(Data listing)
* Begin *
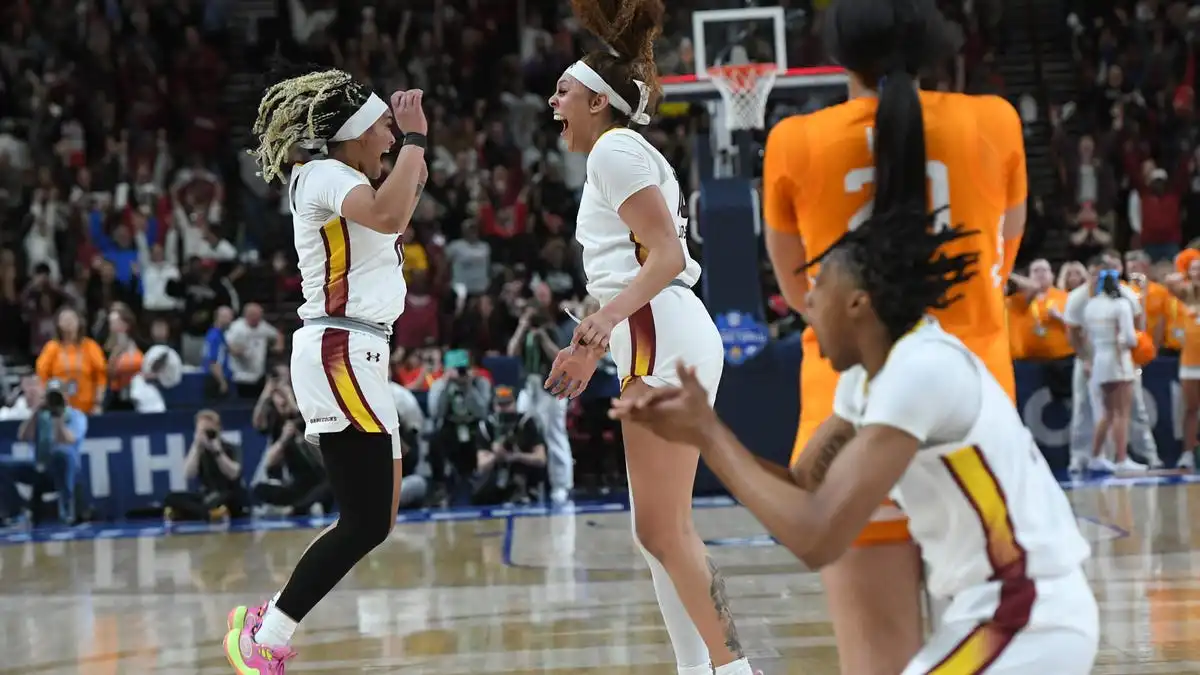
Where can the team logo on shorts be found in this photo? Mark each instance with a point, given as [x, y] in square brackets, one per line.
[743, 336]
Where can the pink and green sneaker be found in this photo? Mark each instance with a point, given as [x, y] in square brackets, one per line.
[246, 656]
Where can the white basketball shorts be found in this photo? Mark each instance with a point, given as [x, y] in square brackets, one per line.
[341, 380]
[1048, 626]
[673, 327]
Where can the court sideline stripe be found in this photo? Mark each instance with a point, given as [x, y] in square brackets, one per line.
[150, 529]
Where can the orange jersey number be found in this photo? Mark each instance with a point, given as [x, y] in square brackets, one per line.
[819, 180]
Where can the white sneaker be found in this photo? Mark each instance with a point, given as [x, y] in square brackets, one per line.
[1129, 465]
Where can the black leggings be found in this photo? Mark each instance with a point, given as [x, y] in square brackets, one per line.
[360, 473]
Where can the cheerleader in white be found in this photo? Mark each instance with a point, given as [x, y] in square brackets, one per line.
[924, 423]
[1109, 326]
[631, 225]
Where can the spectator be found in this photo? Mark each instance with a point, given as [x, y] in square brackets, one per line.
[41, 302]
[124, 358]
[514, 463]
[157, 270]
[215, 465]
[105, 290]
[537, 342]
[161, 370]
[471, 261]
[249, 339]
[1036, 316]
[419, 324]
[202, 293]
[57, 431]
[18, 407]
[1156, 211]
[77, 363]
[459, 402]
[216, 356]
[13, 335]
[417, 370]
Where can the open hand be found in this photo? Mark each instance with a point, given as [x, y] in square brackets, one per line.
[681, 414]
[571, 371]
[594, 332]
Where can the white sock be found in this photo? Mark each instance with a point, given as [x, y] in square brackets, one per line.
[276, 629]
[739, 667]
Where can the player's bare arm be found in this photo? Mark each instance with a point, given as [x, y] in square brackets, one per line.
[652, 225]
[787, 255]
[390, 208]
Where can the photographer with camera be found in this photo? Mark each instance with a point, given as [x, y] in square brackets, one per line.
[515, 463]
[57, 432]
[459, 406]
[216, 464]
[305, 483]
[537, 342]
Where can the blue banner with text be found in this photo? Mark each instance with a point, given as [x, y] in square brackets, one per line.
[131, 460]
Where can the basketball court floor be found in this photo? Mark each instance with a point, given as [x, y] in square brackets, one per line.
[474, 592]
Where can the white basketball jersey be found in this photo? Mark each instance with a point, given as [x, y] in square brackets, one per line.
[621, 163]
[984, 507]
[346, 269]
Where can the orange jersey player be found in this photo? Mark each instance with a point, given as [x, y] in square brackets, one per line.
[891, 149]
[817, 183]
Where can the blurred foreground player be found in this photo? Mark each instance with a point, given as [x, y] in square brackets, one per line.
[927, 423]
[823, 175]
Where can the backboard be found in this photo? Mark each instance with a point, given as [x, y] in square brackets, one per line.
[749, 35]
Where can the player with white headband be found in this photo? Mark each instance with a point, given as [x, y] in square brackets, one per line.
[633, 226]
[348, 243]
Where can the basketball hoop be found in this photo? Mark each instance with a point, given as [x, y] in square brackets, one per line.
[744, 89]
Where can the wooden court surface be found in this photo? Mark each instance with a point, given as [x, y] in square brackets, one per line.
[532, 593]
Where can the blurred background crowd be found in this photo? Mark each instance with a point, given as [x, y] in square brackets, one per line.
[137, 243]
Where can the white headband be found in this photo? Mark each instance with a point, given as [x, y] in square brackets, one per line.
[592, 79]
[359, 123]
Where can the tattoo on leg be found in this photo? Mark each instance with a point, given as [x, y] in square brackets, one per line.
[826, 454]
[723, 609]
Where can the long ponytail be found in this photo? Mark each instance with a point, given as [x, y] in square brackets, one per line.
[886, 43]
[899, 145]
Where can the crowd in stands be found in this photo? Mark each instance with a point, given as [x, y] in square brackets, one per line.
[138, 242]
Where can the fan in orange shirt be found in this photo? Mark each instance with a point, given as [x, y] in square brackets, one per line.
[1162, 306]
[1035, 316]
[891, 147]
[1188, 330]
[77, 362]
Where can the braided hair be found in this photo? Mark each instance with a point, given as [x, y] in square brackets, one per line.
[897, 258]
[305, 106]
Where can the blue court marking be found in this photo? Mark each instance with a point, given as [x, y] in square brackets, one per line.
[123, 530]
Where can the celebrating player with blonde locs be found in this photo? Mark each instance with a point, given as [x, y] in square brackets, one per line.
[348, 243]
[631, 226]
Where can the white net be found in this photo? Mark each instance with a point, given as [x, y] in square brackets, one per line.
[744, 90]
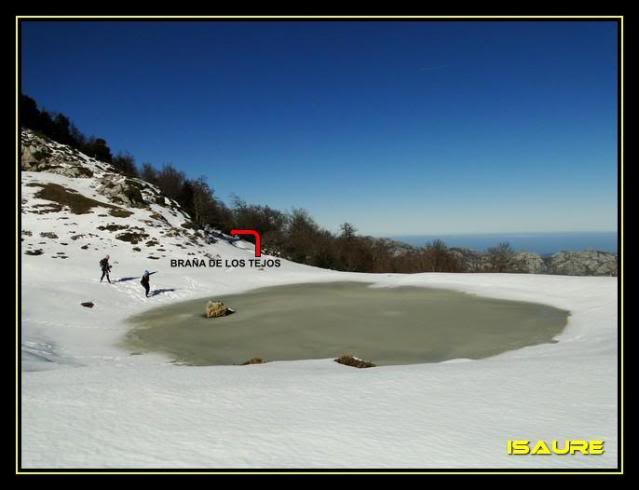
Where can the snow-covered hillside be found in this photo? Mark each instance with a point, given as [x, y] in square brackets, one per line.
[89, 403]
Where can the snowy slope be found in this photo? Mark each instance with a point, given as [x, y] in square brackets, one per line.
[88, 403]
* End *
**Short task**
Rewrite the material from the line with "Where can the celebrating" through its last line, requests included, offsetting every point coordinate in the answers by -117. Leave the pictures out.

**Reply to the exercise**
Where can the celebrating player with blonde locs be found in this photo? Mark each instance with a point, given as [x, y] in square brackets, one per line.
[231, 126]
[514, 109]
Where can the white net be found in this photo? Mark each instance with a point, given as [x, y] in square brackets, one per line.
[627, -27]
Where can the snow-covered hillside be found in this photo? Mark each instance with a point, given as [x, y] in square brackets, one per line.
[-28, 286]
Where can the snowy slope be found in this photo? Mark each instance with a point, given as [x, y] in square brackets, one per line.
[-29, 286]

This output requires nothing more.